RE: Issues with distribution of technical documents

Subject: RE: Issues with distribution of technical documents
From: "Glenn Maxey" <glenn -dot- maxey -at- voyanttech -dot- com>
To: "TECHWR-L" <techwr-l -at- lists -dot- raycomm -dot- com>
Date: Tue, 26 Jun 2001 14:24:26 -0600

Hi Steve,

Regardless of what you deliver to customers, one way or another they
will be paying for the documentation (and its development). If you don't
make it an explicit line item, it will be built into the cost of the
product. How the customer gets billed is really a question for the
clever people in sales and marketing.

Even though I prefer getting printed manuals when I'm the customer, what
I do for my customers is a different story. It comes down to economics.

The number of customers purchasing the release, the frequency of the
release, printing costs, and shipment costs drove a previous employer to
do away with printing dead-tree manuals. Just for offset printing, the
real cost savings per unit occurred at about 500. We only had about 350
(repeat) customers, so every six-to-nine months after each release we
were literally throwing away left-over manuals.

GIVEN MATERIAL:
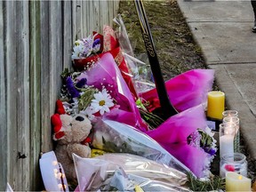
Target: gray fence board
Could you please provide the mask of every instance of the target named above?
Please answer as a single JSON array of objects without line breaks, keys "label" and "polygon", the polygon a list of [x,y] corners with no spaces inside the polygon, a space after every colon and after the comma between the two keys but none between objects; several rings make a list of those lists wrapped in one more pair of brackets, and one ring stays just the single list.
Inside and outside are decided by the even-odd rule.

CHALLENGE: Continue the mailing-list post above about distributing technical documents, picking up after its last sentence.

EXERCISE OUTPUT:
The real expense to us was shipping all of those dead-trees both
nationally and internationally. (Moreover, the documentation delta from
release n to release n+1 was small compared to the entire documentation
suite.)

I admit that the $50k savings per release might be comparitively small,
but it is also not something to sneeze at either.

If we had more of a commodity product with unit sales per release in the
order of thousands and/or if our release cycles were much longer and/or
if our documentation suite was orders of magnitude below its 11k page
count, then continuing to print & ship our documentation would have
remained cost-effective.

Yes, through our HTML and PDF solution, we did push printing costs and
efforts to the customer. They may indeed have gotten our work in a
crappy form, particularly if they do what I do in raiding the supply
closet and re-using some ancient 3-ring binder advertizing some obscure
company who may have sold someone at our company something.

However, the customer didn't necessarily see it as crap. If they had
complaints, it was about the limitations of their own laser printers and
supplies. They could see and appreciate the "quality" of our work in the
electronic deliverables. Printing it out themselves gave them a
different sense of ownership. They print out only what they need.

True, they might have cussed at us once or twice behind our backs, but
given the frequency of the releases and the bulk of the material, no
complaints ever made it back to our department.

Another posting from Megan Golding made the valid commits:

"More informed customers will buy more product from your company," and
"The best
customers are informed customers."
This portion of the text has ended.